### Goal of the exercise
Return every line of the data below that contains the string "metal".

(Stored data entries)
* * *
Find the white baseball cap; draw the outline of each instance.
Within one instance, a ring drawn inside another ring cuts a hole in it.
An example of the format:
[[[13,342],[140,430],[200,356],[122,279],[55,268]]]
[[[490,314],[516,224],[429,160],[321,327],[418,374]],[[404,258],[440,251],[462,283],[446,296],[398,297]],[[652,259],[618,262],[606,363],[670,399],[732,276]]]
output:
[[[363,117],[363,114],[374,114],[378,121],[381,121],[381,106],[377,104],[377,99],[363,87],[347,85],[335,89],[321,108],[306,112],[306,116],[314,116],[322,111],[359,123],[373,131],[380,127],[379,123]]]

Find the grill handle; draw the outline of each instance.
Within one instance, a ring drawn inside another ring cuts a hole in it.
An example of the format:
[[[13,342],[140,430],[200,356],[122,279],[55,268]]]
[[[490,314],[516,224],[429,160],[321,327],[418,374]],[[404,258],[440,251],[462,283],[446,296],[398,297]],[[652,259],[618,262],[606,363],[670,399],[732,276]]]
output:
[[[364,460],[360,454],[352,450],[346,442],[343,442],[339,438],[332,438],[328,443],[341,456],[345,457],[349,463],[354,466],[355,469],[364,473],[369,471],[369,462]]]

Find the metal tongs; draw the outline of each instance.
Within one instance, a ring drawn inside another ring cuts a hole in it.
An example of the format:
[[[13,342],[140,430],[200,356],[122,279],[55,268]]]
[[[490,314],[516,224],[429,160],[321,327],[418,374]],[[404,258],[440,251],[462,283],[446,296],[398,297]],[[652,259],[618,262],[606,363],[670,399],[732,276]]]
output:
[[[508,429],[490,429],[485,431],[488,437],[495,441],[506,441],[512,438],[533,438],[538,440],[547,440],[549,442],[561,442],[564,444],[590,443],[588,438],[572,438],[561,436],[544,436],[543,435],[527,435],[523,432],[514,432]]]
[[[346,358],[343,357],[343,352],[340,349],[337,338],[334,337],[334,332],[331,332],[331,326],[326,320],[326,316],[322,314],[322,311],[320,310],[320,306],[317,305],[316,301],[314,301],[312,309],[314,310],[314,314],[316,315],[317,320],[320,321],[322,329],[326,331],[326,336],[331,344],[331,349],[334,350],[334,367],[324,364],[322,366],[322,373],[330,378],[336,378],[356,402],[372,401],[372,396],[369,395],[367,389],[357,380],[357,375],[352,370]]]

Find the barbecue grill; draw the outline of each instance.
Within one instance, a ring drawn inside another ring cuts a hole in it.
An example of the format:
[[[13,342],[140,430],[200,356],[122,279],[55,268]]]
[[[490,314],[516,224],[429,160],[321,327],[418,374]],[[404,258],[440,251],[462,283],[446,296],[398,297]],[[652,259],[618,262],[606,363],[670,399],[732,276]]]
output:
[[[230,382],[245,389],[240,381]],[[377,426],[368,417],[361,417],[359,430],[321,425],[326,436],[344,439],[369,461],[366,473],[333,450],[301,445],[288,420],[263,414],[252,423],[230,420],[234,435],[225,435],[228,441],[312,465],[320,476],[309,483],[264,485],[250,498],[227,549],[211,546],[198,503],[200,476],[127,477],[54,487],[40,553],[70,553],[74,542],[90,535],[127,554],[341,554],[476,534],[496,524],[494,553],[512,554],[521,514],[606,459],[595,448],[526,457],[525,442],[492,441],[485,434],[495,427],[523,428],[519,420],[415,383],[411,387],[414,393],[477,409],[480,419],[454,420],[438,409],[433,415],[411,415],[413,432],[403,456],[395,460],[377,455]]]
* * *
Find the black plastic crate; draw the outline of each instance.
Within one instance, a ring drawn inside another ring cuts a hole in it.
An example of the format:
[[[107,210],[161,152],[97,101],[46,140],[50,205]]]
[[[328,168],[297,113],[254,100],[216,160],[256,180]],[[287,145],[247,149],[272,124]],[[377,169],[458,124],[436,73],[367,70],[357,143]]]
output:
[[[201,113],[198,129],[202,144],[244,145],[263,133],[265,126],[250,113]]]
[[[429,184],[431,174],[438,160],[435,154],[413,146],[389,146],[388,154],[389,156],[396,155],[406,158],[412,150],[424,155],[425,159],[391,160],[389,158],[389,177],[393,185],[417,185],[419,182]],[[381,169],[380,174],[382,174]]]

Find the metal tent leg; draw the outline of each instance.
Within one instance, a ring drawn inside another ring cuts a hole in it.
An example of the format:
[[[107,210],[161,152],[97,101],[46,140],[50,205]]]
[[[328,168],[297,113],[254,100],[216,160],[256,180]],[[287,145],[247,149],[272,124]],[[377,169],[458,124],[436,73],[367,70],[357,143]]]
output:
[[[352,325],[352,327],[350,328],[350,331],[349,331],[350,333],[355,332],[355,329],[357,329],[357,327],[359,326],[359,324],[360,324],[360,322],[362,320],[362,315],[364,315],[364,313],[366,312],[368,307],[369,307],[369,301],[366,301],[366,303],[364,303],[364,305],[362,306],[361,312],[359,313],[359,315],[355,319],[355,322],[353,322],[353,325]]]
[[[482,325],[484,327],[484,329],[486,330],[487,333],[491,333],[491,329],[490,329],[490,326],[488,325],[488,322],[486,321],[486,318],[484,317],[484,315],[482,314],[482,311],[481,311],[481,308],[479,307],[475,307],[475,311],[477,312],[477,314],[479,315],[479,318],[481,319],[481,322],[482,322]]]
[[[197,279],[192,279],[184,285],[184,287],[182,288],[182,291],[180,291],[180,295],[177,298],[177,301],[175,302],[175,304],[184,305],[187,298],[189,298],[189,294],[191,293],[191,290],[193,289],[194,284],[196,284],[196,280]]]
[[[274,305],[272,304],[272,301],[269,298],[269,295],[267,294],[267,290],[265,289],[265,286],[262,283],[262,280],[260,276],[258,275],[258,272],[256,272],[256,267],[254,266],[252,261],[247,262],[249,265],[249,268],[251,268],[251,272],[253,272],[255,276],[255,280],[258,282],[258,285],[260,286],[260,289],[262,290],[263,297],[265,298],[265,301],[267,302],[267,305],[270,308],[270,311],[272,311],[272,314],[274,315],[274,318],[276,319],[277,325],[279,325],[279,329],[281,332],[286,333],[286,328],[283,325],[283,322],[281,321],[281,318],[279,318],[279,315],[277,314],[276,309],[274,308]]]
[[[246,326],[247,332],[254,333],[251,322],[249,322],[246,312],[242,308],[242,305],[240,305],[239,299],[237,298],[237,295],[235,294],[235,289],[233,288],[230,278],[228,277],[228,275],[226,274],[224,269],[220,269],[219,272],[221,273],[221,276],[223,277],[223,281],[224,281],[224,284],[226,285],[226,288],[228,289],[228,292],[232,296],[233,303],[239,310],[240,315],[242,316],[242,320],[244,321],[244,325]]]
* * *
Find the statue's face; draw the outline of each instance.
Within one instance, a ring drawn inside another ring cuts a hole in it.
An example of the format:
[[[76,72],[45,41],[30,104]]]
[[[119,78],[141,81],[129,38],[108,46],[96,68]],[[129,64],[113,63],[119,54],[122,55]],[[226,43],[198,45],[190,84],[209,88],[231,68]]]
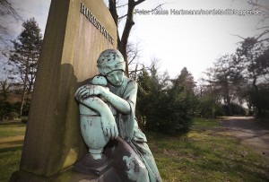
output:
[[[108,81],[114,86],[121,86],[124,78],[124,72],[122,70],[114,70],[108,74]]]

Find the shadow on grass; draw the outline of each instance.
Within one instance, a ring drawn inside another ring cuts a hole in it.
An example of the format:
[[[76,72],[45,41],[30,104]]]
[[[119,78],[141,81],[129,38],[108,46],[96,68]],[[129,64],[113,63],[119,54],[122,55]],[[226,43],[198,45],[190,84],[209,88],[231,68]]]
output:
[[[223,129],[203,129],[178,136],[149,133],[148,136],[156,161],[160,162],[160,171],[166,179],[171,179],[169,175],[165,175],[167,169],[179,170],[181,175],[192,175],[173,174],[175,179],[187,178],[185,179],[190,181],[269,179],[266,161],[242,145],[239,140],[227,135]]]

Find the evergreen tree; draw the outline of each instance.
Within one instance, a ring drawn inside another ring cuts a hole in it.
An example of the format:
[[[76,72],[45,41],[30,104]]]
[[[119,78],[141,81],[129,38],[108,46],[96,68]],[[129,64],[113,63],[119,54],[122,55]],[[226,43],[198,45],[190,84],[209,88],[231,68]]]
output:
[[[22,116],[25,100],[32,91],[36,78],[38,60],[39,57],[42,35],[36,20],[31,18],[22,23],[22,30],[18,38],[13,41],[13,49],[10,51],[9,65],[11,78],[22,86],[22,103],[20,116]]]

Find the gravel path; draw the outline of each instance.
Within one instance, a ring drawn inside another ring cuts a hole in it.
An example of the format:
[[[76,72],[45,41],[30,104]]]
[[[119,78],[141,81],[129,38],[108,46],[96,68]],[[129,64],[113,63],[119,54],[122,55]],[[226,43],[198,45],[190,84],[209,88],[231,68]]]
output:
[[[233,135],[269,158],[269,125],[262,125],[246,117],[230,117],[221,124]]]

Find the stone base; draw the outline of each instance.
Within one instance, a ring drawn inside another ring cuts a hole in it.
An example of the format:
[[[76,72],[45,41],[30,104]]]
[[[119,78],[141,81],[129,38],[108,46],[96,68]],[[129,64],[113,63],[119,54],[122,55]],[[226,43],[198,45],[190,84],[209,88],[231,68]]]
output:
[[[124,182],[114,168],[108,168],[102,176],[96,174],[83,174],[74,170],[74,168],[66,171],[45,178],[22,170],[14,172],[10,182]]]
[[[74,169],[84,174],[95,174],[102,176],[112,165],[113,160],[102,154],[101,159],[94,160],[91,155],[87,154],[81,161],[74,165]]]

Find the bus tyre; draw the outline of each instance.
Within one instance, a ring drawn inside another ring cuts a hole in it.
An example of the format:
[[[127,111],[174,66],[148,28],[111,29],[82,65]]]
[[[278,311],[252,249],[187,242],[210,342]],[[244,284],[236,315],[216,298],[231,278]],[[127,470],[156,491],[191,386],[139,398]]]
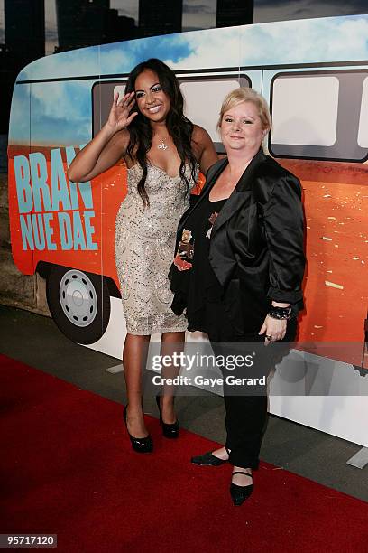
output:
* * *
### The completed task
Find the metal tongs; draw the outline of each instance.
Find the metal tent leg; draw the outline of each instance.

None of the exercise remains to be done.